Problem A
List every law or bill named in the article below about the veto of the nursing law, including any alternate name the article gives for each.
Problem B
Continue the article below about the veto of the Comprehensive Nursing Law of 2016, starting after its last sentence.

Passage to read
By: Adrian Chester Inojales

Both students and faculty of Ateneo de Davao University’s School of Nursing (SoN) vented their frustrations as their hopes were dashed with President Benigno Aquino III vetoing the Comprehensive Nursing Law of 2016 last June 16.

The Comprehensive Nursing Law of 2016 traces itself as a combination of consolidated House Bill No. 6411 and Senate Bill No. 2720 which seeks to raise the professional standard of nurses in the Philippines as an improved version of Republic Act No. 9163 or the Philippine Nursing Act of 2002.

And yet confused, disappointed

To Yves Angelo Espino, a 3rd Year nursing student, he does not seem to understand why the bill was vetoed at the first place when it would greatly help nurses in the Philippines to be actually paid for their worth and at the same time, their efforts at work.

Espino praises his counterparts, the professional nurses, saying that they are resourceful, respectful, and respectable, and who treat their patients with quality care as if the patients were their own family or loved one.

Data provided

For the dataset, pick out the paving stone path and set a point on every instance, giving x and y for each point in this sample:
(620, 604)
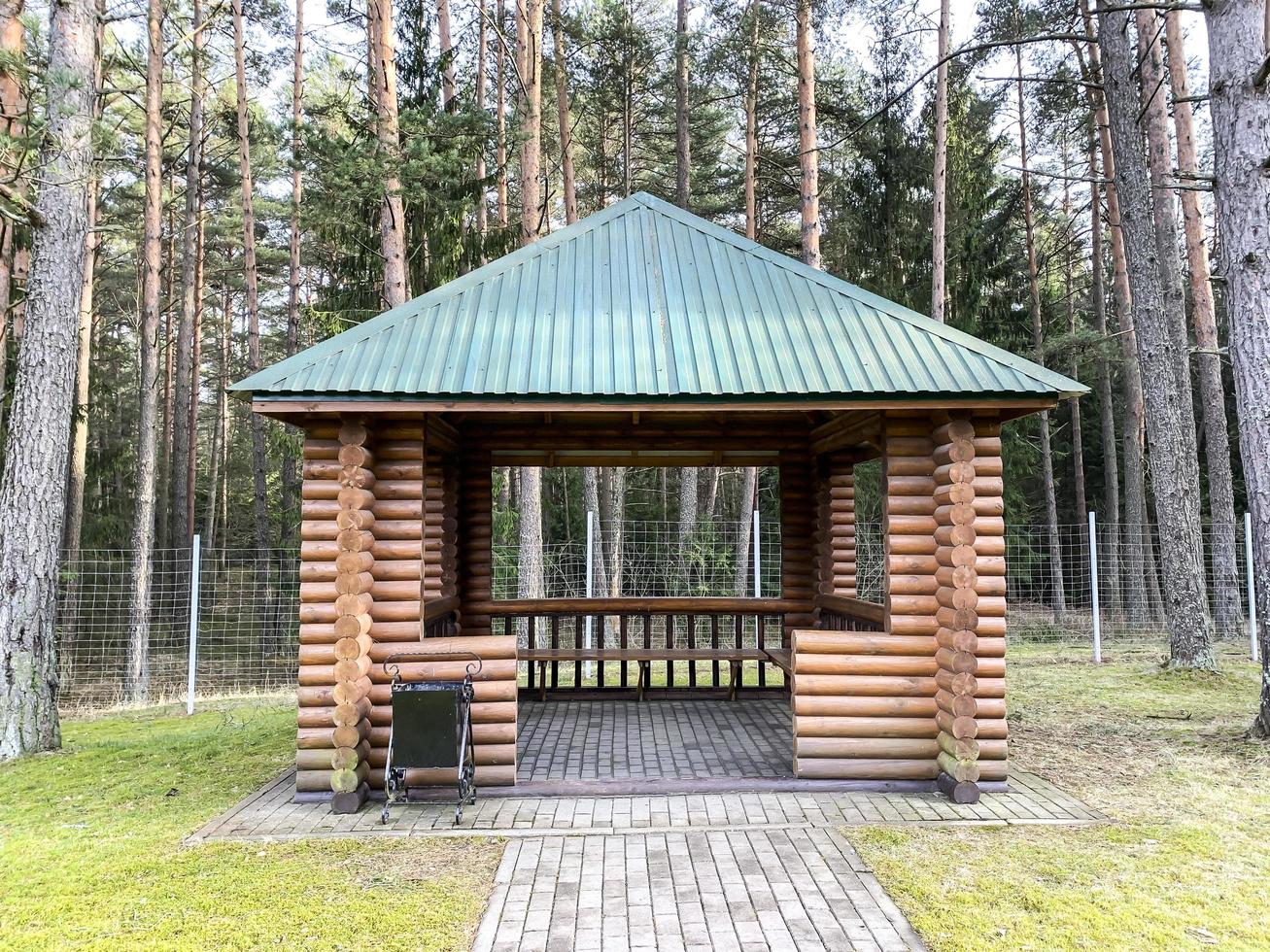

Output A
- Comprehensive Nursing Law of 2016
- House Bill No. 6411
- Senate Bill No. 2720
- Republic Act No. 9163, also called the Philippine Nursing Act of 2002

Output B
Espino adds that he does not understand why would Aquino reject and veto the bill that he thinks has the best interests of nurses at heart while Joseph Dayot is also disappointed, saying that “. . . being a nurse is one of the most difficult yet underestimated professions.”

Dayot argues his choice of course “. . . is not just a profession. It is a calling.” He also says that doing rounds with patients for almost eight hours everyday and not getting compensated properly for it clearly shows that the Aquino does not command enough knowledge to see how difficult and challenging it is to be nurse.

“The salary should be increased or else, all the nurses might go abroad and we’ll have a Philippines left with none,” Dayot further warns.


The faculty of the School of Nursng did not even bother to have reservations in being outspoken against Aquino’s veto.

Hazel Facundo, a faculty of the said department saw the veto as an “inhumane act”, commenting that the lack of a salary hike adds more weight and burden to nurses around the country.

She also warns the same situation as described by Dayot, saying that, “It gives us a good justification to go abroad and to seek for higher salaries.”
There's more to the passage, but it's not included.